### Exercise
The result should consist solely of the line containing "Whereabouts in the above photo is the bicycle" and the lines that follow it below, each reproduced exactly, the last line included.

### Extracted entries
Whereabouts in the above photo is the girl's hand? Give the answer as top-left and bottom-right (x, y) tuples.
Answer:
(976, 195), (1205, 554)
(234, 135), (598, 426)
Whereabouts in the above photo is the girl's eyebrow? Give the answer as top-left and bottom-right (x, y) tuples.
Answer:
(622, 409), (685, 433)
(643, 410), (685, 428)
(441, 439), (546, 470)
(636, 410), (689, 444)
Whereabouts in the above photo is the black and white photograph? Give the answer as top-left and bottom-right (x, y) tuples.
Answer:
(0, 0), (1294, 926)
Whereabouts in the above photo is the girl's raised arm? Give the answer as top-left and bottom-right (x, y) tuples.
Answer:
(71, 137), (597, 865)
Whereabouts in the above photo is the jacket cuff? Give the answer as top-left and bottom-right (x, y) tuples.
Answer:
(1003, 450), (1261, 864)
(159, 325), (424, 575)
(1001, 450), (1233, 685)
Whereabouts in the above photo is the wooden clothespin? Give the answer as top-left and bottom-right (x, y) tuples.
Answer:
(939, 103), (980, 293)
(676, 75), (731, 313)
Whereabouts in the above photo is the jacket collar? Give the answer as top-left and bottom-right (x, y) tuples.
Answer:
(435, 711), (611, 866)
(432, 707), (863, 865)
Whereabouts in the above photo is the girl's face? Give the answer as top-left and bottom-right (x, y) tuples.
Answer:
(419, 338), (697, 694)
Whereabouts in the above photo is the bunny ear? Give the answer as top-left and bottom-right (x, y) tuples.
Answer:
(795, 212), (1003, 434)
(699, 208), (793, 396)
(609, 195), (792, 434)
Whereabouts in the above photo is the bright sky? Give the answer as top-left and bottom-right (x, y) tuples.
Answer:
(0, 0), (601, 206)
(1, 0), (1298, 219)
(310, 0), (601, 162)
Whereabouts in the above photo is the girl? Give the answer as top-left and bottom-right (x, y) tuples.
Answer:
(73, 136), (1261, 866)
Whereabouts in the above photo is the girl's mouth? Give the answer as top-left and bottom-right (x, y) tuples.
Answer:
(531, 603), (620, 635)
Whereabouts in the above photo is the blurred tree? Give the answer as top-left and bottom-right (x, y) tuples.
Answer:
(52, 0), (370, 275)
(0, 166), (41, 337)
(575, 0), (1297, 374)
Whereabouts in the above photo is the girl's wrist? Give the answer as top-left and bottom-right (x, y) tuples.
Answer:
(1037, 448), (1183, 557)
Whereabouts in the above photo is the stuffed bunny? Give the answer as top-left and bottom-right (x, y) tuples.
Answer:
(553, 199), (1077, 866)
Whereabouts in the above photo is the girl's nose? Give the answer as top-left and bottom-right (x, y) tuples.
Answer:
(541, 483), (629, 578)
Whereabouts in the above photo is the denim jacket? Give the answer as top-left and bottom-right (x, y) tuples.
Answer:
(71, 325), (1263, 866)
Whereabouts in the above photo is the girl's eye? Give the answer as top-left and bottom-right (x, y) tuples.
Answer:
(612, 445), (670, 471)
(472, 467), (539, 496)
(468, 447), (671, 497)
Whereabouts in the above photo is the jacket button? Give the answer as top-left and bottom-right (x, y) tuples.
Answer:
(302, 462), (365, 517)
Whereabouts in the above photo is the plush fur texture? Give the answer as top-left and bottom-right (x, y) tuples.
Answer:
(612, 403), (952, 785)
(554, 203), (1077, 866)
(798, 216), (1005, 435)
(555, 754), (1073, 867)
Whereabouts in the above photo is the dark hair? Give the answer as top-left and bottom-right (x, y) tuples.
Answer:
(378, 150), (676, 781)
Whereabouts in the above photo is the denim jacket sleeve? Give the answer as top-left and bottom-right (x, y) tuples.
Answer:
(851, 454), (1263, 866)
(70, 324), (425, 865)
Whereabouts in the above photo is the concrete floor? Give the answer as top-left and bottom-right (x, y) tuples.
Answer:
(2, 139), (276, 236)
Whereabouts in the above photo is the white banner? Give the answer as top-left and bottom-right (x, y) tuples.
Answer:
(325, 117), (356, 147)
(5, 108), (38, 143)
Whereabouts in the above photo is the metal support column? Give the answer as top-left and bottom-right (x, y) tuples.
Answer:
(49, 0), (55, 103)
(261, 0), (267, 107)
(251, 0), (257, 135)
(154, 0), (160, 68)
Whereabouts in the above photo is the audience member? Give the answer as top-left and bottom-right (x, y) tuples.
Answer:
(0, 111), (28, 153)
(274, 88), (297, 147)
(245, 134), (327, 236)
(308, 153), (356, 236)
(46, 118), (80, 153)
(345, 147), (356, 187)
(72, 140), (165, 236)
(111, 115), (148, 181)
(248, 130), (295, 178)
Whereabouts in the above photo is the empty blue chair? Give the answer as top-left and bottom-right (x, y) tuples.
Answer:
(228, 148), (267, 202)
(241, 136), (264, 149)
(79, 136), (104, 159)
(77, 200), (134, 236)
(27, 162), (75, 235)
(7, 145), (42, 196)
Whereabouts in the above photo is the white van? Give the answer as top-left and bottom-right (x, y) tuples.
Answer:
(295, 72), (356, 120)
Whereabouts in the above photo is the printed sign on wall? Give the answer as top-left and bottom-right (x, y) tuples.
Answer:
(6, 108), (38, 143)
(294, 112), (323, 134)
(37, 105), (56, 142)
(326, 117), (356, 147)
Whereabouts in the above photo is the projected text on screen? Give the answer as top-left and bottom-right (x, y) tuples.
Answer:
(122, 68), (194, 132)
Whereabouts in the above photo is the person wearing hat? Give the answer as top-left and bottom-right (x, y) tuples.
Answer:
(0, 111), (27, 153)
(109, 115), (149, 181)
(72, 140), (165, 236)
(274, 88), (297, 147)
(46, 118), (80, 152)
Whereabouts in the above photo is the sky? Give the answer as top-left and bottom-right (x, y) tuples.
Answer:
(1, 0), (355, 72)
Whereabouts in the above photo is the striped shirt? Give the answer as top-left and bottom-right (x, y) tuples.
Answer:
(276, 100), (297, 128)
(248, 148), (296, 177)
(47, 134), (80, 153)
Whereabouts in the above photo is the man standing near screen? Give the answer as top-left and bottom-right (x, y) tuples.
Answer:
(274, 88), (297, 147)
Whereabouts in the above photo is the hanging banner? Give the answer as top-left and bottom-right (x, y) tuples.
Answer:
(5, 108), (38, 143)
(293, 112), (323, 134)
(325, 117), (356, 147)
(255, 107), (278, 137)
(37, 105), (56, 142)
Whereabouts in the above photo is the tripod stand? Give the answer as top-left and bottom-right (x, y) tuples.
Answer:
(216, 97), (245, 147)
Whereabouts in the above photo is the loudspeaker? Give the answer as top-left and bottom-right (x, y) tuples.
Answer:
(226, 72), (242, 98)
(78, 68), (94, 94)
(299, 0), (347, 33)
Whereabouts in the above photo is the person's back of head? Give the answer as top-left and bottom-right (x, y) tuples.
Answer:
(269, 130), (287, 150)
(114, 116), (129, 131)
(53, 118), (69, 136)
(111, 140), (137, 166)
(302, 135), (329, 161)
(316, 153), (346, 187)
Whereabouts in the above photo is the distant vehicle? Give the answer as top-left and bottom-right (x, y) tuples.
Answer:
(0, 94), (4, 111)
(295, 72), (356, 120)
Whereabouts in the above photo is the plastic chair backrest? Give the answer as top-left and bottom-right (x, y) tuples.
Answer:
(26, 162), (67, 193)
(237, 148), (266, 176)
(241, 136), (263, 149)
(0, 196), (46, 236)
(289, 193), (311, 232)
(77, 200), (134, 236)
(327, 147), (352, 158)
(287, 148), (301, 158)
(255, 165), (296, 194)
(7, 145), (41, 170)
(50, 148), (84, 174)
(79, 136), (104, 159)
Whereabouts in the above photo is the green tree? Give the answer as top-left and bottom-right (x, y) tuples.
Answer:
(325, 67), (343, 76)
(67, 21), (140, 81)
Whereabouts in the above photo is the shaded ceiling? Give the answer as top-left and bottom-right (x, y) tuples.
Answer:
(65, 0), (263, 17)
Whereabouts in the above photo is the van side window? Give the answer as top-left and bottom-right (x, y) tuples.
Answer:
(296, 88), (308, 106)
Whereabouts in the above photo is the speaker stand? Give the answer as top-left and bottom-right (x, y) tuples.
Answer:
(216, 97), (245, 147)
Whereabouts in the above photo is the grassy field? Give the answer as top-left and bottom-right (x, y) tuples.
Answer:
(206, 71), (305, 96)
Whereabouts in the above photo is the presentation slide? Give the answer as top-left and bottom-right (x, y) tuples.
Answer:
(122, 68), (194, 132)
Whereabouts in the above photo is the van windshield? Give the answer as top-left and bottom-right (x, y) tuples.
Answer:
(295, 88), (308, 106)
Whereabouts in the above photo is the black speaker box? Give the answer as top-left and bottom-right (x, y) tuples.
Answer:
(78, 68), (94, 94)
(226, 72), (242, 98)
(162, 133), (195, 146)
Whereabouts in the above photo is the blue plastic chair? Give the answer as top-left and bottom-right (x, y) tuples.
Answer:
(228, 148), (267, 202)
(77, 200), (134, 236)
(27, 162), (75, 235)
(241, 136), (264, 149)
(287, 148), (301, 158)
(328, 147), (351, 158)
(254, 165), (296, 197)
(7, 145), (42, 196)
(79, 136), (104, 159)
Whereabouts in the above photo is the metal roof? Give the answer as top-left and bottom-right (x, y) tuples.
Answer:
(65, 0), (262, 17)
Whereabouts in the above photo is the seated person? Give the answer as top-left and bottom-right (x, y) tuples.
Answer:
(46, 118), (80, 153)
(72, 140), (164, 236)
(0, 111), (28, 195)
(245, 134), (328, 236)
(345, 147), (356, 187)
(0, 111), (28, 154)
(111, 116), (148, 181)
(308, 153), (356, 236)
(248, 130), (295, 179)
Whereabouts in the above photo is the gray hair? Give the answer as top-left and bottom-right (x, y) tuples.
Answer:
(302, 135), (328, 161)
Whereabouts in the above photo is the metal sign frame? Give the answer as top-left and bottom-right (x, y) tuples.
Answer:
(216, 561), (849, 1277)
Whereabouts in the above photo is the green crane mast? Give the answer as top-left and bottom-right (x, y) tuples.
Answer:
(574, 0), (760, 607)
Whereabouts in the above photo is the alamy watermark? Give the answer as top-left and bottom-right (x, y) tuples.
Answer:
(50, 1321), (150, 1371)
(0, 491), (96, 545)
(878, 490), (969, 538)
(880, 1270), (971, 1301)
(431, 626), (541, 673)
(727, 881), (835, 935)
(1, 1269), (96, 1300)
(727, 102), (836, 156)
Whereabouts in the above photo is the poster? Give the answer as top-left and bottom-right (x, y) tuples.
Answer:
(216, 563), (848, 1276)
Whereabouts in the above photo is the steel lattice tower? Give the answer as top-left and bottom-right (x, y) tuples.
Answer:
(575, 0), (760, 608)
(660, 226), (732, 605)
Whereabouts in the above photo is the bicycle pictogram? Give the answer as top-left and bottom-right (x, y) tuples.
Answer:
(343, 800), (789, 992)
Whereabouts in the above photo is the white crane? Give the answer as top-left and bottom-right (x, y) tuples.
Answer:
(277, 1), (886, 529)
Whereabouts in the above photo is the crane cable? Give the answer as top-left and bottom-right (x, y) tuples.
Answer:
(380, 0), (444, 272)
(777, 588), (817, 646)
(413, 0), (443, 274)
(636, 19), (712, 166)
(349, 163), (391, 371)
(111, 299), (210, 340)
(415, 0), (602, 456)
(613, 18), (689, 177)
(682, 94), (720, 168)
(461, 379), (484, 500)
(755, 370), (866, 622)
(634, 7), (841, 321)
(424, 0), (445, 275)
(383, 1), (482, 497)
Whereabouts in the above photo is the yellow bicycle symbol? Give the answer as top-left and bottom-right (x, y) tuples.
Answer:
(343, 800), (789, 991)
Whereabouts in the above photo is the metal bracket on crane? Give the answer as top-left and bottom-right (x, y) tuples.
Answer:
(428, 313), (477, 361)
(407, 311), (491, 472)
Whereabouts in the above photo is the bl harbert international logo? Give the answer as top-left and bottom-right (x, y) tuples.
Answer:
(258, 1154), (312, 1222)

### Output for this task
Whereabouts in the above photo is the bicycle pictogram? Give the answer as top-left and bottom-right (x, y) tuples.
Answer:
(343, 800), (789, 992)
Whereabouts in the above photo is the white crane? Give the answer as top-left and bottom-right (x, y) tuples.
Answer:
(277, 1), (886, 529)
Whereabouts in the above photo is the crane cable? Give the answer as top-left and bottom-right (x, y) tuples.
Answer:
(380, 0), (444, 272)
(777, 588), (817, 646)
(413, 0), (443, 274)
(636, 19), (712, 166)
(349, 163), (391, 371)
(111, 299), (210, 340)
(415, 0), (602, 456)
(613, 18), (689, 177)
(682, 94), (720, 168)
(461, 379), (484, 500)
(755, 370), (866, 622)
(634, 7), (841, 321)
(424, 0), (445, 275)
(383, 1), (482, 497)
Whereabouts in the above photo is the yellow bicycle symbol? Give the answer as top-left and bottom-right (x, y) tuples.
Answer:
(343, 800), (789, 991)
Whereabouts in the above photo is the metal bracket on crane? Give the answer as top-left and bottom-right (x, y) tuples.
Answer:
(428, 313), (477, 361)
(407, 311), (491, 472)
Whereabouts in the above photo is the bl harbert international logo? Give the answer as top-left and bottom-right (x, y) tuples.
Answer:
(258, 1154), (312, 1222)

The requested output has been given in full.